## begin
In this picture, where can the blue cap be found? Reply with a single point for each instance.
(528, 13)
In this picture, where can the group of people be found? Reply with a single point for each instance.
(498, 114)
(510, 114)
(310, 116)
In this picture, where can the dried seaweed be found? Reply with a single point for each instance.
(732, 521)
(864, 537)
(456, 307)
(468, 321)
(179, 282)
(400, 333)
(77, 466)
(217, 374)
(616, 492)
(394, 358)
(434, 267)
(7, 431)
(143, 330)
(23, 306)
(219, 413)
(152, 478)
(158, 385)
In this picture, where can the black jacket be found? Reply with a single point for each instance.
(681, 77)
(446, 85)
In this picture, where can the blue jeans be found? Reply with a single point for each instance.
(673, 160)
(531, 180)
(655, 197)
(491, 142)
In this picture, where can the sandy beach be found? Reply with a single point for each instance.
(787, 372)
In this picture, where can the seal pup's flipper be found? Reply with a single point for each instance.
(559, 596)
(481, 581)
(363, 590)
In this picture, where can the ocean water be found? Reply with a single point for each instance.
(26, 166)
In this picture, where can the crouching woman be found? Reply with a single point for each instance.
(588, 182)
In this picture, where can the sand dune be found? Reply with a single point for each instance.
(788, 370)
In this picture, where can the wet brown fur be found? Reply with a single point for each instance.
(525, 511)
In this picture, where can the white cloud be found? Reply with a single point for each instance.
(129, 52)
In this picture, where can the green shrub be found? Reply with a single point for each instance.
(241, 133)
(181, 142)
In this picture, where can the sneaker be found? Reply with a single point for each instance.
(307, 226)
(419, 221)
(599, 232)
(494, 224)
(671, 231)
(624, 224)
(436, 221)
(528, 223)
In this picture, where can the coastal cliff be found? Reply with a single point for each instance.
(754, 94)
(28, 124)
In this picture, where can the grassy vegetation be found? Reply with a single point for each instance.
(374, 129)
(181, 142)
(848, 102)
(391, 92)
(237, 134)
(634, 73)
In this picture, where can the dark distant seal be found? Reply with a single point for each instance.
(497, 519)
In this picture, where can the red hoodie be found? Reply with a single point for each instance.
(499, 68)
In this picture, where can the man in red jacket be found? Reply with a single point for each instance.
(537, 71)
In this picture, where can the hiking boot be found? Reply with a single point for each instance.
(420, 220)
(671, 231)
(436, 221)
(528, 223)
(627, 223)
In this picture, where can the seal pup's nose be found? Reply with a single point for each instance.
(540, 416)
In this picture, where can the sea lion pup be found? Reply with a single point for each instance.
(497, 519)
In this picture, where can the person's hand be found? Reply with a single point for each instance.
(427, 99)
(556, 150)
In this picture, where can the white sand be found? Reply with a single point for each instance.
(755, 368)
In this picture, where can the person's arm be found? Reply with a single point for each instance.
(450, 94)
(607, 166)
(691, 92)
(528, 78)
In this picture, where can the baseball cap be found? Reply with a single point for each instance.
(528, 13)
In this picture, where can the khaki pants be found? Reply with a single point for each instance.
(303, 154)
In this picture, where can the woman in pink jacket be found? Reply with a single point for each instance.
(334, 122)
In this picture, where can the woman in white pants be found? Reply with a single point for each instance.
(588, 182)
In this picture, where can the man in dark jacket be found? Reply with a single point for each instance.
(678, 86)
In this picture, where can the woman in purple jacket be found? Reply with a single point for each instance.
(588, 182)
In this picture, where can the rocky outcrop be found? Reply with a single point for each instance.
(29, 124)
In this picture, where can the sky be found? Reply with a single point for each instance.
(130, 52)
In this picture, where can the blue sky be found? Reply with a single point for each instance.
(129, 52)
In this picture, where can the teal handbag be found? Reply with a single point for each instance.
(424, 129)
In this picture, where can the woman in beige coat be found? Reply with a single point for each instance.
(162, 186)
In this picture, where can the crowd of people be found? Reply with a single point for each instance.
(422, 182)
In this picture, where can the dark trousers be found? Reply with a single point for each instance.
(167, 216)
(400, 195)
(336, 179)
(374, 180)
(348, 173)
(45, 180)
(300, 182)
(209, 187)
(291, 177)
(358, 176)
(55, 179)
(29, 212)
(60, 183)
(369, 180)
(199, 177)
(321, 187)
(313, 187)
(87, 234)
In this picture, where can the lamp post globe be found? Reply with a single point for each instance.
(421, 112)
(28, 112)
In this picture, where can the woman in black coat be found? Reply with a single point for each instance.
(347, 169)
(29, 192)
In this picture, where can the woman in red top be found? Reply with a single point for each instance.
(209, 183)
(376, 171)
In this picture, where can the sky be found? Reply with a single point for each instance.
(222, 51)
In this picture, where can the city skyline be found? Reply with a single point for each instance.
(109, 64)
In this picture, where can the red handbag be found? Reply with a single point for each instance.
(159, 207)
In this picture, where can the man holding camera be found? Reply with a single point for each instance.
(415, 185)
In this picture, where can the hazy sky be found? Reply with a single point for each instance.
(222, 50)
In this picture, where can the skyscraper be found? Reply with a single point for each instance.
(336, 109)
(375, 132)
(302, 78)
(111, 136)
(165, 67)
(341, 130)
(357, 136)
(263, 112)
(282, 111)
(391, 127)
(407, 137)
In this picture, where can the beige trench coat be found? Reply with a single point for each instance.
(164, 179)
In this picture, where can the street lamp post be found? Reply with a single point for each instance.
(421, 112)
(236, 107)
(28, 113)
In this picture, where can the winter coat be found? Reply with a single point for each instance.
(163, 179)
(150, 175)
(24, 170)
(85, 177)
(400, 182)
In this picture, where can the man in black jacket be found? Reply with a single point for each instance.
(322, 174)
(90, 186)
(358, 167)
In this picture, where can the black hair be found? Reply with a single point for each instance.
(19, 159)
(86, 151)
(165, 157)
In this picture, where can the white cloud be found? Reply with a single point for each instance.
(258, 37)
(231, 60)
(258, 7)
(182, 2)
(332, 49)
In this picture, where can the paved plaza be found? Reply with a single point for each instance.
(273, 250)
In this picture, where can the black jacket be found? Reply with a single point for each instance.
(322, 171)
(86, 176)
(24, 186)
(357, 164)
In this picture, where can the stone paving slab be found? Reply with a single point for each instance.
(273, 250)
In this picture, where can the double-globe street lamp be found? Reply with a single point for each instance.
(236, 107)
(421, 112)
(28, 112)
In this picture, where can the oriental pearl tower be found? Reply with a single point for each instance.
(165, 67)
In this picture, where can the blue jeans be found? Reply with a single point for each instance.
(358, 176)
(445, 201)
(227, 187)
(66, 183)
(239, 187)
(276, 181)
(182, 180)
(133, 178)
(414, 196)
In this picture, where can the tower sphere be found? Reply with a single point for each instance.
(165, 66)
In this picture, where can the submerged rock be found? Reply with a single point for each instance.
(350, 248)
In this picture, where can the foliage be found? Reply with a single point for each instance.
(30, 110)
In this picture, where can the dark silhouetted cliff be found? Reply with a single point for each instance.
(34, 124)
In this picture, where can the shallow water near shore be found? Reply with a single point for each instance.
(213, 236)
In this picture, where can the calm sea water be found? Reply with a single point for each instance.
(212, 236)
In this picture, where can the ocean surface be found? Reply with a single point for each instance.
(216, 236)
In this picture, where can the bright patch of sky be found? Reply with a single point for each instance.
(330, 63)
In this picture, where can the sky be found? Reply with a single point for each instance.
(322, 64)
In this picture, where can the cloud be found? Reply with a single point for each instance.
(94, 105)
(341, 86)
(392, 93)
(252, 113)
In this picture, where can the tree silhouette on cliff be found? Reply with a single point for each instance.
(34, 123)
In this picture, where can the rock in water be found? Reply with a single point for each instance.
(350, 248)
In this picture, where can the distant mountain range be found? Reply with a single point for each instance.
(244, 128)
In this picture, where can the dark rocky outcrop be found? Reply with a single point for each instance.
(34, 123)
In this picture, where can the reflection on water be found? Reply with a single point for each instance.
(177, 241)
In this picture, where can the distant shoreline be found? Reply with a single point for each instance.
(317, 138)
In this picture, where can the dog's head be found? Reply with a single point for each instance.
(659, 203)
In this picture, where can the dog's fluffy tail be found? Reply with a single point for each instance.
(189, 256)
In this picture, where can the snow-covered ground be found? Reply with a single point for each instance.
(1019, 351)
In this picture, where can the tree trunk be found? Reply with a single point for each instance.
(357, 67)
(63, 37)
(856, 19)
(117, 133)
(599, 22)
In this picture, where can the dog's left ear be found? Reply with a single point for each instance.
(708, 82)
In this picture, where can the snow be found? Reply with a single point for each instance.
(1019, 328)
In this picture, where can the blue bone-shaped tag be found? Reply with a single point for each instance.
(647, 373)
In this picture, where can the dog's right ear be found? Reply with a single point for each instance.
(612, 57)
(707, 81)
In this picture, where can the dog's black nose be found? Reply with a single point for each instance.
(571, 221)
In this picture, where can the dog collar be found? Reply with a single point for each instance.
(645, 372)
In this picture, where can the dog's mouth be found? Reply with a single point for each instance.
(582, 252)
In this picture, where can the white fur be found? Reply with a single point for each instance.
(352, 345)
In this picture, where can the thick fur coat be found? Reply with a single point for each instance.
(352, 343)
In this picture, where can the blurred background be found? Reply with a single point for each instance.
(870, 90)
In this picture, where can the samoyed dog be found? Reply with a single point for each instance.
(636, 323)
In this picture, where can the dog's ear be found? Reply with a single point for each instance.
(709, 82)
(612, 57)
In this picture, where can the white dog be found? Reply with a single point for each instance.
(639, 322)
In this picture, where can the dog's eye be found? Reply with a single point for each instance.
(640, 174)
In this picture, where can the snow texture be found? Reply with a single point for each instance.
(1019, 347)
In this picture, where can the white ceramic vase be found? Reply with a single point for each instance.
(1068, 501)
## end
THE REQUEST: Starting with the line that contains "In this picture, where can the dog's black", return each line through the last one of the data above, exactly as written and nothing more.

FINISHED TASK:
In this picture, where can the dog's black nose be found? Reply with a single point for each instance.
(571, 221)
In this picture, where can the dog collar be found? Reply with a single point for each instance.
(645, 372)
In this picture, where can the dog's mouth be found? Reply with a single point for each instance.
(582, 252)
In this picture, where can the white fur be found? Reply with a single point for each instance.
(352, 345)
In this picture, where can the thick fur coat be found? Reply with a single point for each instance.
(352, 343)
In this picture, where can the blurred background be found? Reply with a single point for each instance.
(870, 90)
In this picture, where can the samoyed dog be found? Reply with a single point for each instance.
(636, 323)
In this picture, where can the dog's ear be found? Reply with a single point for each instance.
(709, 82)
(612, 57)
In this picture, where can the white dog be found? Reply with a single point for each instance.
(639, 322)
In this picture, where can the dog's eye be found? Reply with a single point for each instance.
(640, 174)
In this picture, where can the snow texture be found? Reply with a single point for each instance.
(1019, 347)
In this picture, where can the white ceramic vase be found? Reply with a single point for each instance.
(1068, 501)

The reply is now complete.